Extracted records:
□ □ □
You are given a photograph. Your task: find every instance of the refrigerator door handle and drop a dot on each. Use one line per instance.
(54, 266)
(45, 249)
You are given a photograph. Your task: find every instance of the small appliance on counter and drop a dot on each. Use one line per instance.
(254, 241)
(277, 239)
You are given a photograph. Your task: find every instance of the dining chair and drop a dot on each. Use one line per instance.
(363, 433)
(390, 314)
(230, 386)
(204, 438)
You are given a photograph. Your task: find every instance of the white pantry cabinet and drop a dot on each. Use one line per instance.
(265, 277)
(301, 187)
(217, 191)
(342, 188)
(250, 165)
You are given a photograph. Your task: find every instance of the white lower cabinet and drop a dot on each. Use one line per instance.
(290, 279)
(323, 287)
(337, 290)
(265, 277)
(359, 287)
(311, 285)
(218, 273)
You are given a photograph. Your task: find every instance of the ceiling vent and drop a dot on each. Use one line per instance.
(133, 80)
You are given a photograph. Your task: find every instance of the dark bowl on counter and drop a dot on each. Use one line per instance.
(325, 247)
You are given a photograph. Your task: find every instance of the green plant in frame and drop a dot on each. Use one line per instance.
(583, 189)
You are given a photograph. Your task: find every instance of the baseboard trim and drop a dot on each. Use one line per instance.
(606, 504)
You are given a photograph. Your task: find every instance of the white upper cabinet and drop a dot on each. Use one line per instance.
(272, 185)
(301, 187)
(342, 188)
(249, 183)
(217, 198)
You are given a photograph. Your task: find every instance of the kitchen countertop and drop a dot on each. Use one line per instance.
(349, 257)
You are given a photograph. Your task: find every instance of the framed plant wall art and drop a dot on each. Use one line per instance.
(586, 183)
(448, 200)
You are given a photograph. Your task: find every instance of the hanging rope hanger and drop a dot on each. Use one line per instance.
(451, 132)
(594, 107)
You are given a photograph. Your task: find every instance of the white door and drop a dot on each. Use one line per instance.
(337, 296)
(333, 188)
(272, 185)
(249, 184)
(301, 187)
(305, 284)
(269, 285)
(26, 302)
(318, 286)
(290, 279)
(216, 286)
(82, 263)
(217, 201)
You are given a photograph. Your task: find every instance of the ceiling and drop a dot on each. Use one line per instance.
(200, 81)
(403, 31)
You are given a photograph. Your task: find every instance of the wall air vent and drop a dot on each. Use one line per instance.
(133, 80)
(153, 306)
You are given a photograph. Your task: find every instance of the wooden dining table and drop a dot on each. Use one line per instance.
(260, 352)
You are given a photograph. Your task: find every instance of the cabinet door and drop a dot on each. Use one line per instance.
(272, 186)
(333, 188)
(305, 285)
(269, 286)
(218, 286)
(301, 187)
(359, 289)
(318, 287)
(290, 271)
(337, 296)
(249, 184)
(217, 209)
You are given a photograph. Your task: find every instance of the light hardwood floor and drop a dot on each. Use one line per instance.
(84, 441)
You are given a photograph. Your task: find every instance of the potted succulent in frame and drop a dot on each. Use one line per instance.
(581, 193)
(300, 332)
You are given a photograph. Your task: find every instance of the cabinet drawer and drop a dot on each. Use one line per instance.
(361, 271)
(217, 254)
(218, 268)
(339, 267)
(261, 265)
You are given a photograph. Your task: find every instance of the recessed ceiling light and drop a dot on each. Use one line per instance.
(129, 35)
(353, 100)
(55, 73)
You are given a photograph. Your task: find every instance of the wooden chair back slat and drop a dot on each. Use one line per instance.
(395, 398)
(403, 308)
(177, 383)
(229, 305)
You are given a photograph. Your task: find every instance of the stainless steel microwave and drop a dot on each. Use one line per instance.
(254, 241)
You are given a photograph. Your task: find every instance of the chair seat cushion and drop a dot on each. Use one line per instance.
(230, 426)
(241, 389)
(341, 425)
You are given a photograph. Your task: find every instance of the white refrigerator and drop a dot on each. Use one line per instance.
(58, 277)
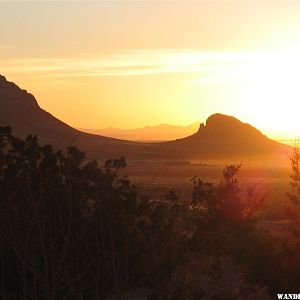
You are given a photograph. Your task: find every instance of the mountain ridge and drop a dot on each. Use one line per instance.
(221, 134)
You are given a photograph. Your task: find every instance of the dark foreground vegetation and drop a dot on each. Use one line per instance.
(72, 230)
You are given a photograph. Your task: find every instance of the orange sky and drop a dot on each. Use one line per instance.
(135, 63)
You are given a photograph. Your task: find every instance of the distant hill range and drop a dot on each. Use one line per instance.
(159, 133)
(221, 135)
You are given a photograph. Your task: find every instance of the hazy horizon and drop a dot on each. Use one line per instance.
(170, 62)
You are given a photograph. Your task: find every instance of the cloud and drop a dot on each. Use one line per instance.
(206, 67)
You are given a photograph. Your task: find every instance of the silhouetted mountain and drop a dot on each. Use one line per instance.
(20, 110)
(222, 135)
(162, 132)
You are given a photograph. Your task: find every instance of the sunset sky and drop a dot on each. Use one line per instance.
(134, 63)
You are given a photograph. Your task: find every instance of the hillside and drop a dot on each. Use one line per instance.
(222, 135)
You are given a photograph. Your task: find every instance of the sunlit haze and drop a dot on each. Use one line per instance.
(135, 63)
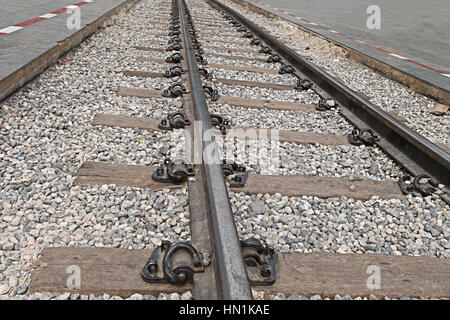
□ □ □
EXERCISE — The records above should be written out exactly, and the images dropped.

SOLUTION TO THIS TASK —
You are given a photograph. Your task: find every instance of the refrigerator door handle and drop a dot on each. Use one line per instance.
(54, 266)
(45, 249)
You are given a photograph. Your task: find every instance of the small appliance on counter and drop a dot on each. Use one line per instance.
(254, 241)
(277, 239)
You are given a photograph. Your task: find every instance of the dining chair and drop a dot on each. Use one line per instance.
(363, 433)
(390, 314)
(230, 386)
(204, 438)
You are given a photograph. Your task: find every instance of the white pantry cabinet and drop a dot on each. Use one line per instance.
(265, 277)
(301, 187)
(217, 191)
(342, 188)
(250, 165)
You are given a photograph. Your task: find every instance of the white lower cabinet and drop a dot on each. Use one line per instance.
(290, 279)
(323, 287)
(337, 290)
(265, 277)
(359, 287)
(311, 285)
(218, 273)
You are given a photograph. Your task: find every instance of the ceiling vent and drop a dot on each. Use one line per instance.
(133, 80)
You are given a photograph. Your task: find every instance of the dark bowl on counter and drop a dot on each. Use one line per instance.
(325, 247)
You are given a photograph. Your task: find every instance of the green plant in frame and drop a dot on each. Use one line per instance.
(583, 189)
You are given a photograph. Your task: find every instance of the baseboard trim and drop a dot on each. Use one line per instance.
(606, 504)
You are given a photograph. Your task: find every instance of the white upper cabinet and drop a dot on each. Use one line per instance.
(272, 185)
(301, 187)
(342, 188)
(249, 183)
(217, 198)
You are given a photograph. Your task: find every instance of the kitchen countertop and drop a dot on each. Use one line per instance.
(349, 257)
You are given a photograph. Your task: find every instance of the framed plant wall art and drop a dot on each. Use one line per instance.
(586, 183)
(448, 200)
You are given a photograph. Your task: find every instance of the hanging rope hanger and drop a dot on each. Use one line per instance.
(451, 132)
(594, 107)
You are given a photograph. Your task: find every instance of the white door and drop a dot on each. Use one line per instance.
(337, 296)
(333, 188)
(272, 185)
(249, 184)
(301, 187)
(305, 284)
(269, 285)
(26, 302)
(318, 286)
(290, 279)
(216, 286)
(82, 263)
(217, 201)
You are given a photograph. Your task: find every instance of the ceiling and drop a dot on each. Use one line per instance.
(200, 81)
(403, 31)
You are given a photograph. Your task: find every instance of the wall air vent and drop a dot on each. Use one line per instance.
(133, 80)
(153, 306)
You are given a photograph. Your task: find every instance of the wooden dining table and drop a dot on each. Use one line per instance.
(260, 352)
You are given a photograph. Your task: find every instance of the cabinet door and drop a dot on each. Use one line per instance.
(272, 186)
(333, 188)
(305, 285)
(269, 286)
(218, 286)
(301, 187)
(359, 289)
(318, 287)
(290, 271)
(337, 296)
(249, 184)
(217, 209)
You are given a photograph. Your task: find every instance of the light hardwood floor and drop a dot on each. Use one line per instance.
(84, 441)
You are given a photograph. Your task: find every instance of the potted succulent in frame and drop a dot on each. Use one line per instance.
(581, 193)
(300, 332)
You are given a photograph. Your task: find every instance of the cabinet drawer and drop a dot on each. Use one line per instance.
(361, 271)
(217, 254)
(218, 268)
(339, 267)
(261, 265)
You are given a photograph. Your task: find every instance of the recessed ceiling light and drop a dot on each. Use one line per instance.
(129, 35)
(353, 100)
(55, 73)
You are given a photograph. Your task: find every instance of the wooden chair back slat and drop a dot on each. Use one line per instance.
(395, 398)
(403, 308)
(177, 383)
(229, 305)
You are given a photograph. Your task: find every instance of the stainless steel microwave and drop a dot on each. Use one line per instance.
(254, 241)
You are given a photograph. Your task: find every instance of the chair seat cushion and drop a dot on each. Use one line per instance.
(230, 426)
(241, 389)
(341, 425)
You are given a photograph. Your task: find every instance of the white refrigerator and drop a dot on each. Use one line per instance.
(58, 277)
You are given a photograph. Your task: find every instance of the mountain ridge and drop a dot on each. Use one line per instance.
(221, 134)
You are given a photograph. Your task: find every instance of the dark foreground vegetation and drop a dot on each. Use one line per instance.
(72, 230)
You are given a photograph. Your task: find every instance of the orange sky and drop a dot on each. Use one line per instance.
(135, 63)
You are given a photograph. Your task: find every instance of the distant hill range and drop a dot on each. Use one line per instance.
(159, 133)
(221, 135)
You are given a photograph. Your task: find every instance of the hazy horizon and drop a dot on each. Use one line per instance.
(170, 62)
You are given a photograph. Your task: find every instance of the cloud and drop a dot on each. Use one line per instance.
(206, 67)
You are given a photograph. Your task: find every instance of the silhouetted mountain and drop a dot on each. Use one line per instance.
(20, 110)
(222, 135)
(162, 132)
You are given a photograph. Your task: find every instance of the sunset sky and drop a dot on each. Use one line per instance.
(134, 63)
You are given a photograph. Your task: find every instance of the hillside and drop a dot on each. Use one line per instance.
(222, 135)
You are given a photograph. Your task: find every instance of the sunlit haze and drop a dot on each. Use one line per instance.
(135, 63)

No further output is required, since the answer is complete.